**EXERCISE OBJECTIVE:** Please output the data exactly, without omitting anything.

::::::::::

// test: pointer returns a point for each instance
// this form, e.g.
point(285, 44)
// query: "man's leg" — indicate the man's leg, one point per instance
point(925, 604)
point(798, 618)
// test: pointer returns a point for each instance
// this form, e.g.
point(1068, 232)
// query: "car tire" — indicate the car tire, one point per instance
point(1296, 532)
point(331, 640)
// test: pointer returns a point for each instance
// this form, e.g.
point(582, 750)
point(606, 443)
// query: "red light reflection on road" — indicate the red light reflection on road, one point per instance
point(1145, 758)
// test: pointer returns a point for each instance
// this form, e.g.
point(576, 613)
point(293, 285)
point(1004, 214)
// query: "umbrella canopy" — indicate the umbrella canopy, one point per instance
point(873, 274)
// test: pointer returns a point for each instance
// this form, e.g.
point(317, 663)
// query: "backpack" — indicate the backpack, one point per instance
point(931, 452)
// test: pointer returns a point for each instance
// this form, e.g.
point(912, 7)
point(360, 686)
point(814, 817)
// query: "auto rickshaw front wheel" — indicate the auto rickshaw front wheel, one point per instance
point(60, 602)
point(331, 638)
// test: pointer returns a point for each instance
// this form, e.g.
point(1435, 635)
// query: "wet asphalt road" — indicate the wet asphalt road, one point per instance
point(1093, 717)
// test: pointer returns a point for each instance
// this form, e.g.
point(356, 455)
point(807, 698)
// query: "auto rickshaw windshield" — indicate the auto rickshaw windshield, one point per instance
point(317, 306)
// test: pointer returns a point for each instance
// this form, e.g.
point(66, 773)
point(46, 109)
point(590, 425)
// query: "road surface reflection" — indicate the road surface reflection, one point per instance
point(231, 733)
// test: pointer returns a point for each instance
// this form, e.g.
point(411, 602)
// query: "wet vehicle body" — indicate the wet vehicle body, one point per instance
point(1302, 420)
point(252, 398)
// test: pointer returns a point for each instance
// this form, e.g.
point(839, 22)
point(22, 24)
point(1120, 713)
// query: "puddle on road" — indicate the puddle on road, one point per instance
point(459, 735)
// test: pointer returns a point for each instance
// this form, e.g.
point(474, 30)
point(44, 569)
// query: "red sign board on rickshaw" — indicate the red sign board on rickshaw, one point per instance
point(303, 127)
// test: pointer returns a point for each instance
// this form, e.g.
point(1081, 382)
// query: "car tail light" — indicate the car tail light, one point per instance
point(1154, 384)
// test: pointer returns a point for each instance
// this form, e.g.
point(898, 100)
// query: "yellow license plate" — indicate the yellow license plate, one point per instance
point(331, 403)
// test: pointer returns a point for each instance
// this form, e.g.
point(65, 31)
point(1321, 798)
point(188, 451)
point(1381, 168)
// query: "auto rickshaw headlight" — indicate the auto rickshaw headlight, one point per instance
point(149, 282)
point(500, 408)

::::::::::

**ANSWER FOR THIS EXERCISE:**
// test: pointer returns a point for each instance
// this form, e.g.
point(285, 44)
// query: "man's leg" — indicate the man's leg, one point per instance
point(925, 604)
point(798, 618)
// test: pointer returns a point for each instance
// this form, e.g.
point(1068, 232)
// query: "car tire" — indicate the car tire, one point per instance
point(1296, 532)
point(331, 640)
// test: pointer returns a point for each instance
// this form, e.g.
point(582, 750)
point(606, 443)
// query: "red light reflection on road" — indicate the red light reflection on road, one point per instance
point(1145, 758)
// test: pointer returns a point for each instance
// this form, e.g.
point(576, 613)
point(293, 285)
point(1004, 214)
// query: "umbrella canopy" — indicate the umbrella canopy, one point per instance
point(873, 274)
// test: pointer returns a point for each instance
// this form, e.g.
point(317, 663)
// query: "backpack" — indicate the backpack, one point per instance
point(931, 452)
// test: pointer returns a point for each instance
// this form, e.g.
point(912, 7)
point(360, 686)
point(814, 817)
// query: "auto rickshaw front wheel" — indicate the auto rickshaw front wheel, one point per instance
point(60, 602)
point(331, 638)
// test: pointer returns a point for each instance
// this form, e.g.
point(1435, 635)
// query: "wet asphalt road" — indicate the wet asphalt road, one point per instance
point(1093, 717)
// test: pointer returns a point for each instance
// this form, e.g.
point(356, 455)
point(807, 698)
// query: "auto rickshaw windshield" — indicate the auto rickshaw windshield, one point per instance
point(317, 306)
// test: pointer returns a point for each instance
// this form, e.g.
point(66, 773)
point(46, 109)
point(590, 425)
// query: "road surface reflection" — indicate the road surface reflection, one point per instance
point(231, 733)
// test: pointer returns a point for each instance
// this form, e.g.
point(411, 602)
// query: "wet vehicle body" — indicate the wet vehicle body, one point per instance
point(1302, 420)
point(252, 398)
// test: pointer returns a point for each instance
// this form, e.g.
point(839, 22)
point(22, 24)
point(1120, 713)
// query: "puddle on road" — indicate the puddle on road, one point per instance
point(459, 735)
// test: pointer returns a point for each instance
// this form, e.g.
point(474, 30)
point(44, 569)
// query: "red sign board on rickshaw" — indicate the red sign board on rickshaw, one point per instance
point(303, 127)
// test: pointer returns a point for each instance
// this form, e.g.
point(1081, 382)
// query: "car tail light" — indicate the car tail light, one point per instance
point(1154, 384)
// test: pointer returns a point for each instance
// this form, e.g.
point(898, 100)
// query: "yellow license plate" — indicate the yellow license plate, one point per instance
point(331, 403)
// test: pointer returns a point for each instance
// this form, e.g.
point(65, 31)
point(1321, 798)
point(188, 451)
point(1381, 168)
// query: "auto rickshaw headlight" — indicate the auto rickshaw headlight, one point per instance
point(149, 282)
point(500, 408)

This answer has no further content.